Was it Adolf Hitler, Joseph Stalin, Menachem Begin, Pol Pot or possibly George “Dubya” Bush?
Answer, none of the above.
Just occasionally terrestrial television comes up with a documentary that provides real and (to my way of thinking) terrifying insight into the mindest of leaders. One such documentary, actually a series of three, The Blair Years, has just ended on BBC Television.
The third and last programme, which like all three was constructed on an in-depth conversation between the former prime minister and Sunday Times columnist David (am I really a Zionist?) Aaronovitch, was titled Blair In Power.
Throughout the programme, as in power, Blair insisted that he did what he did because he truly and totally believed it was “the right thing to do.” That, said Sir Ming Campbell, the former Liberal Democratic Party leader, was “a very frustrating phrase”. Why? “Because if I say to you (David Aaronovitch) that it’s ‘the right thing to do,’ there’s no forensic skill you can exercise that can disturb that. It’s a phrase of last resort, impervious to argument.”
In discourse analysis it’s known as the false dilemma. You can’t argue with somebody, particularly a leader, who insists that he was doing what was right because, implicity, you invite yourself to be seen as arguing for what is morally wrong. And that’s why conviction politicians are so successful and can can get away with murder. Literally. (It’s analogous to the assertion that “God promised us the land.” The only sane response to that, if ones dares, is “You’re mad.”)
After a line of commentary that said, “He had become a devisive and unpopular prime minister,” Blair said: “The very moment when I was becoming less popular and less publicily acceptable was when I felt a greater confidence.” Translated that could only mean, “The more people told me I was wrong, the more believed I was right.” (When I discussed this with a former senior BBC producer and friend, he said: “I’m different from Blair. When people tell me I’m deep in ****, I look down and see how I can get out of it!”)
Charles Clarke, a minister in one of the cabinets Blair treated with almost the same contempt he subsequently developed for public opinion, described his former leader as “almost a messianic politician in the way he saw himself.”
Eventually Blair did talk about his religious faith, but he was most uncomfortable doing so; and he explained why. “If you talk about religious faith in our political system, people think you’re a nutter. They might think you go off to sit in a corner and commune with, um, the man upstairs and say ‘right, I‘ve been told what the answer is, and that’s it!’” (One obvious implication was that if Blair had been an American, he would have said, Bush-like, “God told me to do it.”)

[The task] In the commentary on The Blair Years, what was the title of the third and last programme in the series? The lines have no part in this.

[Data section]

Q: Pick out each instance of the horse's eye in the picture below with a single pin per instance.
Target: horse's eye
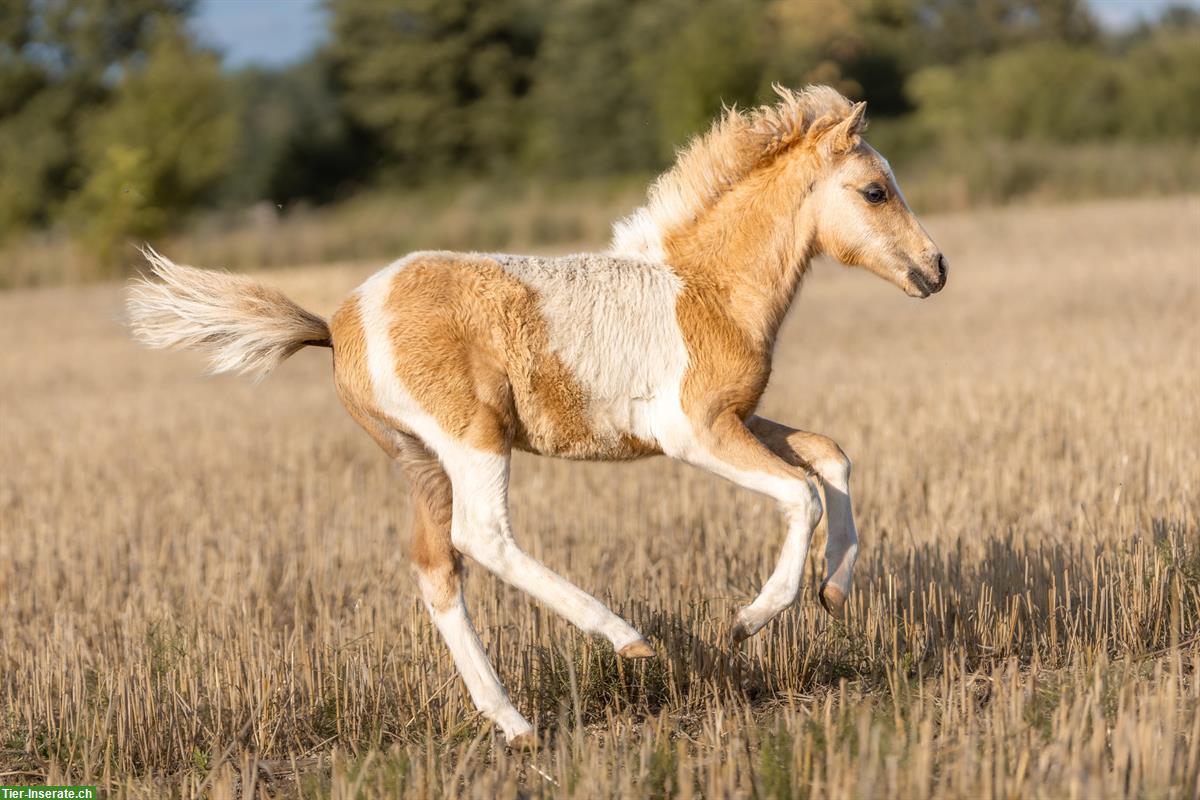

[Result] Blair In Power